### [AIM]
Sum up the piece on the Money Gallery in two sentences.

### [TEXT BLOCK]
It has to be admitted that few Western rulers have missed the chance to impress themselves upon brass in pockets. One of the first coins you see in the gallery bears an image of Caligula doing a spot of slaughtering. Next to it is a denarius of his predecessor Tiberius (AD14-37), the coin which prompted Christ's "Render unto Caesar" riposte. The appearance of money was one of the great coincidences of human history. It was simultaneously invented around 650BC in both China and Lydia in western Turkey, where the king was Croesus, famous for being not short of the odd bob. Naturally, the first coins were rapidly followed by the first cases of forgery.

Like counterfeiting, the use of gold coins for jewellery of dubious taste has been around a long time. The exhibition includes a "Barbarian gold ring set with a Roman gold coin from the reign of Trajan AD98-117". Such striking adornments are still favoured by the barbarians of south London.

Even the much-feared single European currency turns out to be nothing new. Between 1865 and World War One, a union of five European countries issued coins of uniform weight and size which were transferable across borders. "It goes without saying that Britain didn't participate in the Latin Monetary Union," Mr Burnett pointed out.

If you've ever found your pockets ballasted with a massive quantity of worthless coppers, spare a thought for the 17th-century Swedes, who had to lug round copper coins the size of tea-trays when their government ran out of silver. The example on display is over two feet long and weighs 33 lbs. Unsurprisingly, the first paper money in the West was issued in Stockholm in 1661.

Over in one corner glitters one of the first bimetallic pounds 2 coins manufactured at the Royal Mint in Llantrisant, south Wales (known in numismatic circles as "the hole with a mint"). You can expect the two-tone two-spot to be making holes in your trouser pockets from next November. When Kenneth Clark introduced the coin at the Money Gallery a fortnight ago, press photographers preferred to pose the Chancellor with a pink plastic piggy- bank from Toy Story. "It's my least favourite object in the gallery," murmured Mr Burnett, distastefully regarding the luminous porker.

As I gazed awestruck at the BM's largest gold coin, a Zeccino Grande, issued by the last Venetian Doge (it looks like one of those chocolate coins you get at Christmas), the Keeper of Coins and Medals revealed that there was one aspect of money which continued to puzzle him: "My colleagues think I'm mad, but I always wonder why coins are round." Any ideas?

[Saved entries]
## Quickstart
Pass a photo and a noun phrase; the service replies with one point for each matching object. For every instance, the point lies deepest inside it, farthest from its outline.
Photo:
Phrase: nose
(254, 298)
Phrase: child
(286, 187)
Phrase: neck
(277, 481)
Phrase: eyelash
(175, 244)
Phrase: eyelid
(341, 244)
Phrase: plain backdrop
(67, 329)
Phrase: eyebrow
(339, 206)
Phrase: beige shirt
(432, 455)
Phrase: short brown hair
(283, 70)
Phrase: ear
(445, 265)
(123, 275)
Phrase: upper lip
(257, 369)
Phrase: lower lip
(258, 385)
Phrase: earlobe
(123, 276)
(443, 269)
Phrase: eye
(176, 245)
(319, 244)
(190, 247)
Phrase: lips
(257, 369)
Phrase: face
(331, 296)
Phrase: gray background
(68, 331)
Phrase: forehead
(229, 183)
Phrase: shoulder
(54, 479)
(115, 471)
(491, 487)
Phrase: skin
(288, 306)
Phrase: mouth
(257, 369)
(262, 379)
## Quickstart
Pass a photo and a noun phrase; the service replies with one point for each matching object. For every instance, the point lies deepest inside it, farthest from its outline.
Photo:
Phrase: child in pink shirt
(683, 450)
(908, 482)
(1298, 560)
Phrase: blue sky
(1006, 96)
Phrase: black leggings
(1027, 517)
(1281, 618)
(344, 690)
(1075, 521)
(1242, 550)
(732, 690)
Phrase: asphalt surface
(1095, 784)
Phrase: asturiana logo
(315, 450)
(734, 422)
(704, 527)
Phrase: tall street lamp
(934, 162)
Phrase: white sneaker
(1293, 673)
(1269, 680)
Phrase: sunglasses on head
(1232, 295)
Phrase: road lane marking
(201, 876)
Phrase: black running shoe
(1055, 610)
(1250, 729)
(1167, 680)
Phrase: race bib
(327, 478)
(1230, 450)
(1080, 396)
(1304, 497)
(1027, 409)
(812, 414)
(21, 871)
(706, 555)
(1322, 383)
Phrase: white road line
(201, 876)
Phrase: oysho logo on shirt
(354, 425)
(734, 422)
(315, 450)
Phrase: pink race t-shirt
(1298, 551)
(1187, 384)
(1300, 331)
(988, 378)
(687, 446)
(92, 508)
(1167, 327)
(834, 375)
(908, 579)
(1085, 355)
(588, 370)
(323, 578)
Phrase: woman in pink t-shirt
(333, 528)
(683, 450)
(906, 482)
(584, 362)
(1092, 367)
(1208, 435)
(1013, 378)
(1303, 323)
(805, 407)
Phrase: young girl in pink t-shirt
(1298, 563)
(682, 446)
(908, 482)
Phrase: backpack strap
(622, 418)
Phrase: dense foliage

### [COMPLETED EXERCISE]
The Money Gallery shows coins and related objects from across history, such as a denarius of Tiberius, a Barbarian gold ring set with a Roman gold coin, a 33-lb Swedish copper coin, and one of the first bimetallic coins made at the Royal Mint in Llantrisant. The piece also notes that money was invented around 650BC in both China and Lydia, that five European countries issued uniform coins in the Latin Monetary Union from 1865 until World War One, and that the Keeper of Coins and Medals still wonders why coins are round.